§ Exercise prompt:
Please decide whether each statement below agrees with the passage on overdose prevention centers, answering yes or no and quoting the deciding words of the passage. 1. Overdose prevention centers began in Switzerland in 1986. 2. The US Justice Department has taken action against OnPointNYC. 3. The Toronto study found that overdose fatalities dropped in every neighborhood of the city.

§ Text passage:
As I explained in a Cato briefing paper last year, overdose prevention centers (OPCs) are a proven harm‐​reduction strategy, begun in Switzerland in 1986. There are 147 sanctioned OPCs in 16 countries and 91 locations, including two in New York City, which announced they had reversed more than 1000 overdoses a year and a half after they opened. This saved the city millions of dollars in ambulance and emergency services.

The two OPCs in New York City are operating in defiance of federal law. A law passed in the 1980s, 21 U.S.C Section 856, or the “Crack House statute,” makes it a federal felony for organizations to allow people to use illicit drugs on their premises knowingly. So far, the US Justice Department has not taken action against OnPointNYC, the harm reduction organization operating the two OPCs, or the City of New York, which sanctions them.

Now comes more evidence to support harm reduction advocates’ claims that OPCs save lives. A study published in the February 2024 issue of The Lancet provides clear evidence that OPCs reduce overdose mortality in surrounding neighborhoods.

The researchers examined the overdose mortality rates in Toronto, Canada, between May 2017, when nine OPCs opened in the city, and December 2019. They found that overdose fatalities dropped significantly during that period in neighborhoods surrounding the OPCs but not in other neighborhoods. Referring to the OPCs as “safe consumption services” (SCS), the authors concluded:

We found that the period during which SCS were implemented in Toronto was associated with a reduced overdose mortality in surrounding neighbourhoods. The magnitude of this inverse association increased from 2018 to 2019, equalling approximately two overdose fatalities per 100,000 people averted in the square mile surrounding SCS in 2019. Policy makers should consider implementing and sustaining SCS across neighbourhoods where overdose mortality is high.

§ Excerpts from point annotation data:
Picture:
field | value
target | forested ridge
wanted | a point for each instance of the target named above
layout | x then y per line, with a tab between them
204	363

--

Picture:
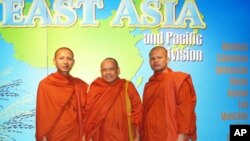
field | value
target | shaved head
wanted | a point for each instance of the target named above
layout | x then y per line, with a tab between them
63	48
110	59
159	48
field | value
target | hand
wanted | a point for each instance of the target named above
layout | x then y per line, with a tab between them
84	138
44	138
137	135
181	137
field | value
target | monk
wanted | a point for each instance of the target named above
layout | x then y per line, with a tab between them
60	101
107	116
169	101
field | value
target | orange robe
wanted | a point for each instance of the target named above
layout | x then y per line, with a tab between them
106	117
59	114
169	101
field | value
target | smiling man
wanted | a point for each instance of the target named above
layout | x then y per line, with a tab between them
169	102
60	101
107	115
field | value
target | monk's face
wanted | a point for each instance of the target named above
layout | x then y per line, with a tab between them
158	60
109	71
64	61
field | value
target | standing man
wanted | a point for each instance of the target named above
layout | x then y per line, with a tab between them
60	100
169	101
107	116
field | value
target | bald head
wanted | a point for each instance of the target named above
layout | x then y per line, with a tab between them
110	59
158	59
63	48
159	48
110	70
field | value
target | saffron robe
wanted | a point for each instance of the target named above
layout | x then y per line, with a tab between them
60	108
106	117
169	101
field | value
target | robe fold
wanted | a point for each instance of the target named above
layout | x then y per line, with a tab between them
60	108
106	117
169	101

§ Result of this task:
1. Yes: "begun in Switzerland in 1986."
2. No: "So far, the US Justice Department has not taken action against OnPointNYC"
3. No: "overdose fatalities dropped significantly during that period in neighborhoods surrounding the OPCs but not in other neighborhoods."